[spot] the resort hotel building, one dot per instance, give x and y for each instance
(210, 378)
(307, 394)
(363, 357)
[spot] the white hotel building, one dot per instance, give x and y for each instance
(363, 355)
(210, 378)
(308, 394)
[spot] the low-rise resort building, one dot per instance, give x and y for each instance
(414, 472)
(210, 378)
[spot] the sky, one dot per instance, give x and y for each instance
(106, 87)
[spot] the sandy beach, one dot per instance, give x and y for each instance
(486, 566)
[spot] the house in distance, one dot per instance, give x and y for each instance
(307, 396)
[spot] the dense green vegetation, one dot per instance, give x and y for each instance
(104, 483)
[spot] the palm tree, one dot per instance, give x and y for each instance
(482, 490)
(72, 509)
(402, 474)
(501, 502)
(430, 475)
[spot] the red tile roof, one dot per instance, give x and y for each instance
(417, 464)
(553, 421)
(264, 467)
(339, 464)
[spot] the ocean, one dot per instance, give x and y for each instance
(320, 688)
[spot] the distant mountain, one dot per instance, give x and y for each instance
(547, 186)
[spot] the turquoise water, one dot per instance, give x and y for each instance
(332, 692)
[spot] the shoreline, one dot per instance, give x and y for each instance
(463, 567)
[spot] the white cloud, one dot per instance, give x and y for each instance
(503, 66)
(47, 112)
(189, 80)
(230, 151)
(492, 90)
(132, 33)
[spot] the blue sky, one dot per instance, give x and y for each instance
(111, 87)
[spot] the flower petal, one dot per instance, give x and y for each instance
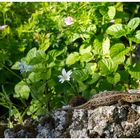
(64, 72)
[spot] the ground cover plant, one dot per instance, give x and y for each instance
(51, 52)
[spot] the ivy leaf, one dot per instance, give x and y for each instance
(114, 79)
(22, 90)
(80, 75)
(72, 58)
(135, 71)
(117, 30)
(111, 12)
(134, 23)
(106, 46)
(118, 52)
(107, 66)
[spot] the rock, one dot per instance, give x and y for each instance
(113, 121)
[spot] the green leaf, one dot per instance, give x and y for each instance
(117, 30)
(95, 77)
(82, 86)
(37, 76)
(134, 23)
(118, 52)
(134, 71)
(80, 75)
(97, 46)
(136, 37)
(111, 12)
(22, 90)
(86, 57)
(72, 58)
(106, 46)
(107, 66)
(91, 67)
(114, 79)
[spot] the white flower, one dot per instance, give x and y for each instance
(3, 27)
(65, 76)
(24, 67)
(68, 20)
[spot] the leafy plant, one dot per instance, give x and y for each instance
(95, 42)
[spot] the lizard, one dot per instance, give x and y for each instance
(108, 98)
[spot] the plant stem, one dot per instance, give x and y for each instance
(130, 44)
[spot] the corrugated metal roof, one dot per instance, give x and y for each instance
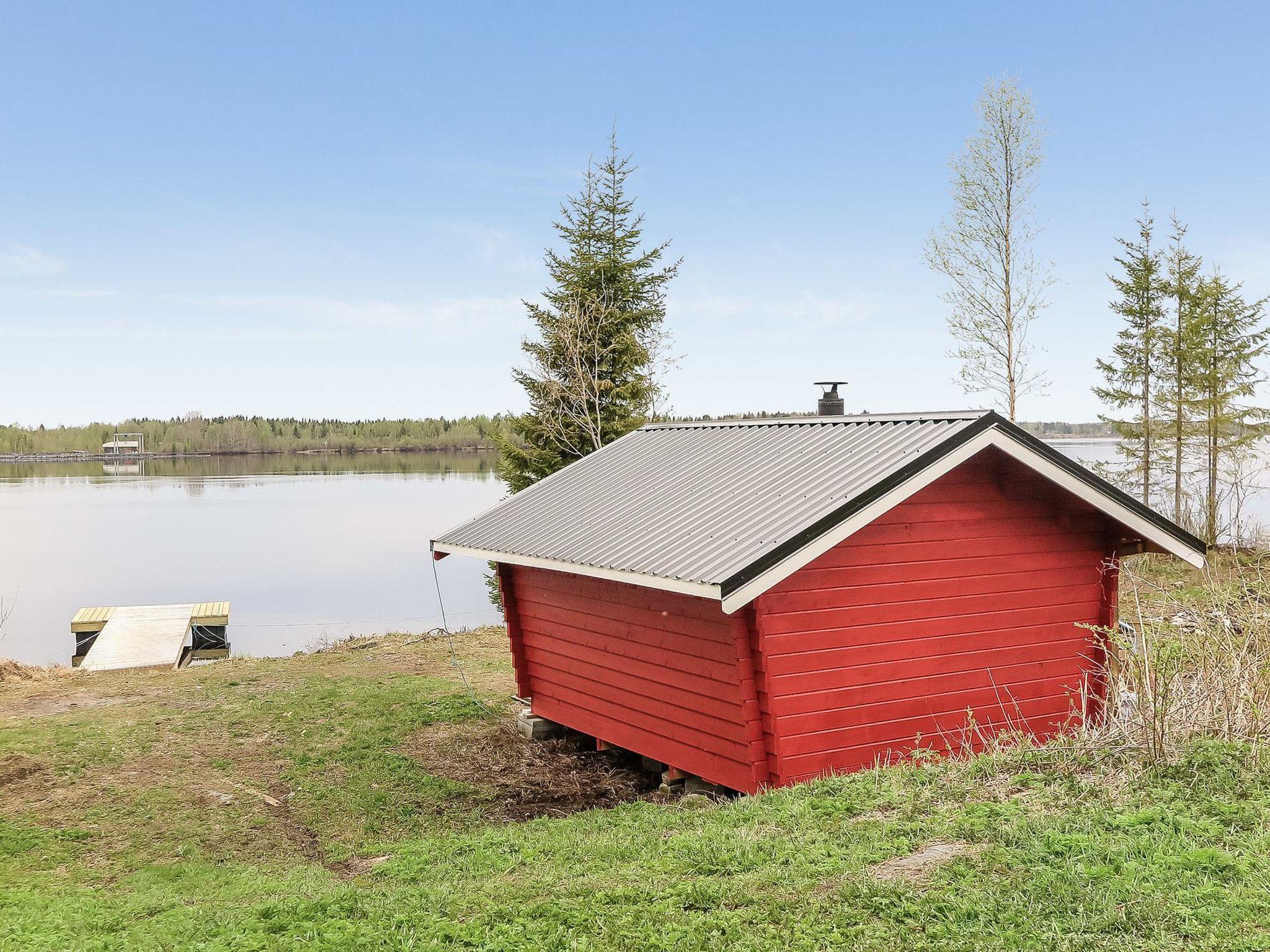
(700, 501)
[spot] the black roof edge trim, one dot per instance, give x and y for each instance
(990, 420)
(851, 507)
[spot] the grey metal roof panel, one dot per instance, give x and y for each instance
(700, 501)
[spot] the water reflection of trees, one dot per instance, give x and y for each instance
(433, 464)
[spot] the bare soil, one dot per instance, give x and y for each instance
(523, 780)
(920, 865)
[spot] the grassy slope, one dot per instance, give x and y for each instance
(135, 821)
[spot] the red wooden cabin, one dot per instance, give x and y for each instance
(761, 602)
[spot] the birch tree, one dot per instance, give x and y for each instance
(985, 248)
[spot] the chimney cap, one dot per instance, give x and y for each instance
(830, 403)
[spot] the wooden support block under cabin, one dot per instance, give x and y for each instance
(535, 728)
(695, 785)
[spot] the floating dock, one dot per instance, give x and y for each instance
(149, 637)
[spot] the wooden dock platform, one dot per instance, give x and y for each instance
(145, 637)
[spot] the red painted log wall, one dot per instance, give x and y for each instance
(967, 597)
(648, 671)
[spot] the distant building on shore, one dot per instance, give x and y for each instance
(125, 444)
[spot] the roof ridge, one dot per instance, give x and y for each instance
(812, 420)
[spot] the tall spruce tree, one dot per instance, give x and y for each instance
(1230, 337)
(1176, 372)
(593, 367)
(1133, 368)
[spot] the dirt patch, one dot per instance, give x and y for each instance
(523, 780)
(48, 705)
(917, 866)
(18, 767)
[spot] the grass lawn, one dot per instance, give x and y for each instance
(299, 804)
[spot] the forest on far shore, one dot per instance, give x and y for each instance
(262, 434)
(265, 434)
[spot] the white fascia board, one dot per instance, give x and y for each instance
(780, 571)
(1099, 500)
(651, 582)
(813, 550)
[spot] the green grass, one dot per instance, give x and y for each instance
(1067, 856)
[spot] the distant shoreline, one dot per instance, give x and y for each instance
(133, 457)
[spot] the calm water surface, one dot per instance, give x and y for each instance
(306, 547)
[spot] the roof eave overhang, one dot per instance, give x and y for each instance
(993, 431)
(651, 582)
(776, 565)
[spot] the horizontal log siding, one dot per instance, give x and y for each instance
(964, 597)
(648, 671)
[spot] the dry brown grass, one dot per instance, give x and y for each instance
(918, 865)
(130, 756)
(1197, 664)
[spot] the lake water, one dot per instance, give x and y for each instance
(306, 547)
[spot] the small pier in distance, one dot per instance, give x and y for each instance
(150, 637)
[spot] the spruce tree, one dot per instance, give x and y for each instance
(1230, 337)
(1181, 281)
(1133, 368)
(593, 366)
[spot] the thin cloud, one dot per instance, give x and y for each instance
(30, 262)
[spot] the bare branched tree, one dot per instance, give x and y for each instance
(985, 248)
(6, 611)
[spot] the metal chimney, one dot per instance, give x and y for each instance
(830, 403)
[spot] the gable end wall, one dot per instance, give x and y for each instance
(969, 594)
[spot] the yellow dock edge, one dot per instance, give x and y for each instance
(94, 619)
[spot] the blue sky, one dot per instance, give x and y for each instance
(333, 209)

================

> **WORK TASK**
Copy out the line holding "[spot] the lake". Then copy every later line of the data, unchanged, through the last one.

> **RESPONSE AREA**
[spot] the lake water, one dot per instance, give x and y for each instance
(306, 547)
[spot] the small pier in distance, one dot per instance, give x and y for each instance
(150, 637)
[spot] the spruce tree, one dot per instance, give x and y for each instance
(1230, 337)
(1181, 281)
(1133, 368)
(593, 366)
[spot] the thin cloud, one dot per instance, give x and y for each instance
(30, 262)
[spot] the bare branched tree, one dot per instance, give x and y for each instance
(985, 248)
(6, 611)
[spot] the metal chimney, one dot per instance, give x and y for each instance
(830, 403)
[spot] the gable end wall, one dot per instance, give x and y for each instance
(969, 594)
[spot] the yellow dock edge, one dot per instance, give x and y for each instance
(94, 619)
[spot] the blue sky, one dot per instance, give x and y for each instance
(333, 209)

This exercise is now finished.